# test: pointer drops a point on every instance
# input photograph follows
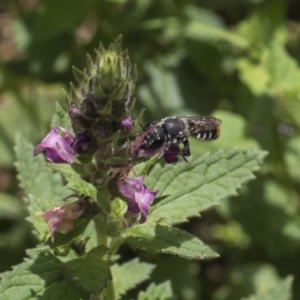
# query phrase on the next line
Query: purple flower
(127, 124)
(58, 148)
(140, 197)
(81, 143)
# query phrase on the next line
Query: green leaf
(103, 199)
(75, 182)
(61, 117)
(39, 277)
(44, 189)
(129, 275)
(92, 270)
(201, 183)
(282, 291)
(54, 17)
(165, 239)
(61, 239)
(203, 25)
(161, 291)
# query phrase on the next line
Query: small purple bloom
(80, 143)
(140, 197)
(58, 148)
(127, 124)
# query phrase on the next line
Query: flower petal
(58, 148)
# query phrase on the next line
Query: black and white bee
(174, 130)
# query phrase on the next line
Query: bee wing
(202, 127)
(201, 119)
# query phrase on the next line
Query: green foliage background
(236, 60)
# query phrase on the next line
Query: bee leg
(186, 147)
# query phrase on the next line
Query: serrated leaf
(75, 182)
(161, 291)
(39, 277)
(61, 239)
(61, 118)
(44, 189)
(201, 183)
(129, 275)
(165, 239)
(92, 270)
(282, 291)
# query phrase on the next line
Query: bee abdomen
(207, 135)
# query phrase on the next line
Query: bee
(175, 130)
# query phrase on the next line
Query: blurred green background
(237, 60)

━━━━━━━━━━━━━━━━━━━━━━━━━━━━━━

* _THE TASK_: Rewrite the listing above, replacing every "purple" with "violet" and leaving everything else unchanged. Omit the pictures from your answer.

* _REPLY TO THE EXERCISE_:
# test: pointer drops a point on every instance
# input photograph follows
# query phrase on the next line
Query: violet flower
(127, 124)
(58, 148)
(140, 197)
(81, 143)
# query phrase on the next line
Query: green leaf
(103, 199)
(75, 182)
(61, 117)
(39, 277)
(44, 189)
(129, 275)
(92, 270)
(201, 183)
(282, 291)
(54, 17)
(165, 239)
(61, 239)
(203, 25)
(161, 291)
# query phrase on the next line
Query: small violet bloom
(80, 143)
(140, 197)
(58, 148)
(127, 124)
# query phrase on the next line
Query: flower petal
(58, 148)
# query phrase on the next line
Query: black and white bee
(174, 130)
# query phrase on the next line
Query: bee wing
(202, 127)
(201, 119)
# query phrase on the next line
Query: green foliage background
(236, 60)
# query phrase on the next line
Query: bee leg
(186, 147)
# query phrase on the next line
Query: serrated leaf
(75, 182)
(161, 291)
(39, 277)
(61, 239)
(61, 118)
(44, 189)
(201, 183)
(129, 275)
(165, 239)
(92, 270)
(282, 291)
# query phrase on the next line
Query: bee abdomen
(207, 135)
# query phrase on the next line
Query: bee
(175, 130)
# query phrase on the next line
Query: blurred green background
(237, 60)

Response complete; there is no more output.